Document excerpt: Begin

The year is 270 AD. A string of inept emperors and usurpers vying for power has led the Roman Empire into near-total economic collapse. This is its gravest crisis yet.
Eager to capitalise on Rome’s instability, barbarian tribes gather like a storm on the borders, to plunder the riches of civilisation.
To the east, the Sassanids set out on a grand conquest that culminates with an assault against Roman lands. They are held back only by a staunch defence led by Palmyra. Queen Zenobia holds fast – but for how long?
The once-glorious legions are forced to assume a defensive posture as their strength wanes; time is not on Rome’s side. However, there is yet hope. Aurelian stands ready to take the reins in Rome, though the task he faces seems insurmountable…
Will you unite an Empire Divided, and return Rome to its former glory? Or will you become the arbiter of its final downfall?

Document excerpt: End
Recorded information: Begin

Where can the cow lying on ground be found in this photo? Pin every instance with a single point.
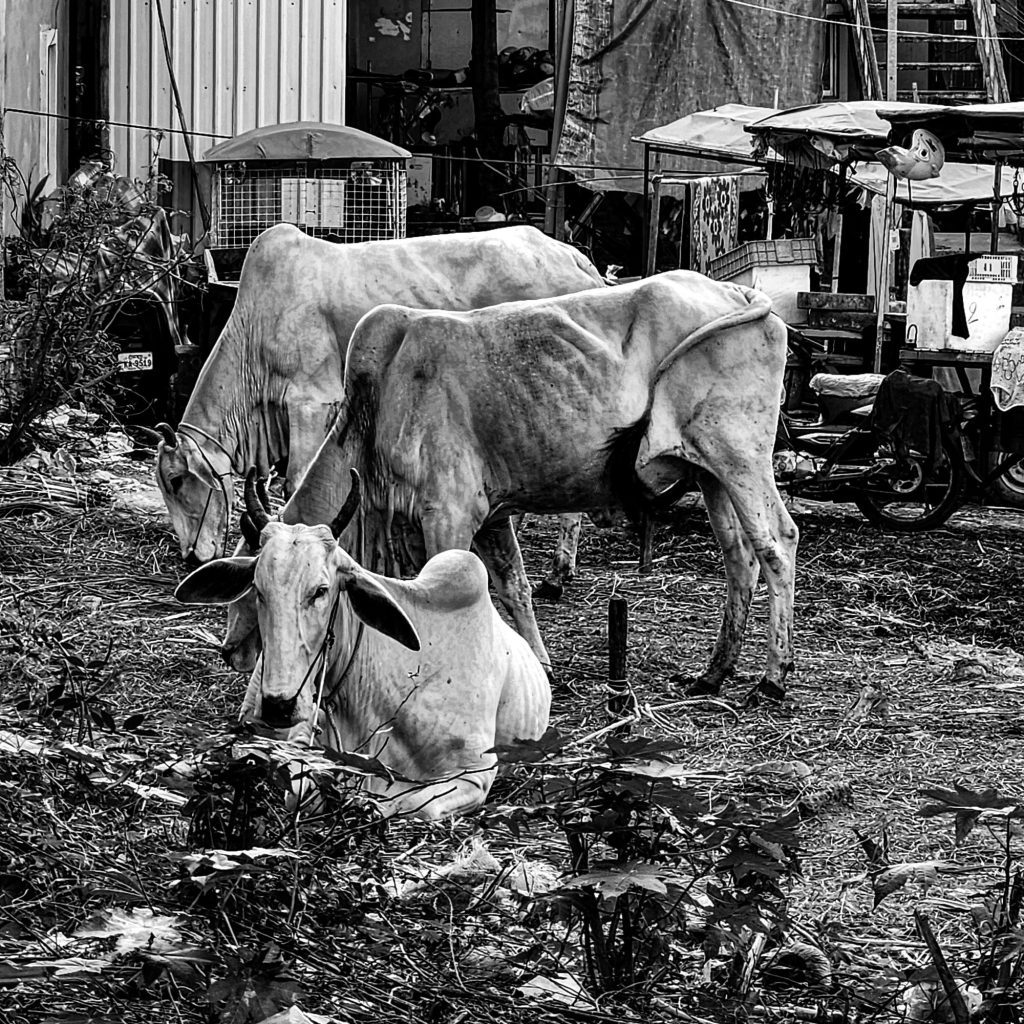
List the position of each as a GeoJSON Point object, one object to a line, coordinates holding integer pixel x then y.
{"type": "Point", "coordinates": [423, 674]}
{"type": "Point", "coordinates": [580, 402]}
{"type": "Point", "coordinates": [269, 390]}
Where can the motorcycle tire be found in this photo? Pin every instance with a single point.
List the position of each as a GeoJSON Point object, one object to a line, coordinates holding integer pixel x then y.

Recorded information: End

Task objective:
Can you give the passage on Rome's crisis again, starting at "The year is" and ending at "its final downfall?", but swap "Sassanids" for "Persians"?

Answer to this problem:
The year is 270 AD. A string of inept emperors and usurpers vying for power has led the Roman Empire into near-total economic collapse. This is its gravest crisis yet.
Eager to capitalise on Rome’s instability, barbarian tribes gather like a storm on the borders, to plunder the riches of civilisation.
To the east, the Persians set out on a grand conquest that culminates with an assault against Roman lands. They are held back only by a staunch defence led by Palmyra. Queen Zenobia holds fast – but for how long?
The once-glorious legions are forced to assume a defensive posture as their strength wanes; time is not on Rome’s side. However, there is yet hope. Aurelian stands ready to take the reins in Rome, though the task he faces seems insurmountable…
Will you unite an Empire Divided, and return Rome to its former glory? Or will you become the arbiter of its final downfall?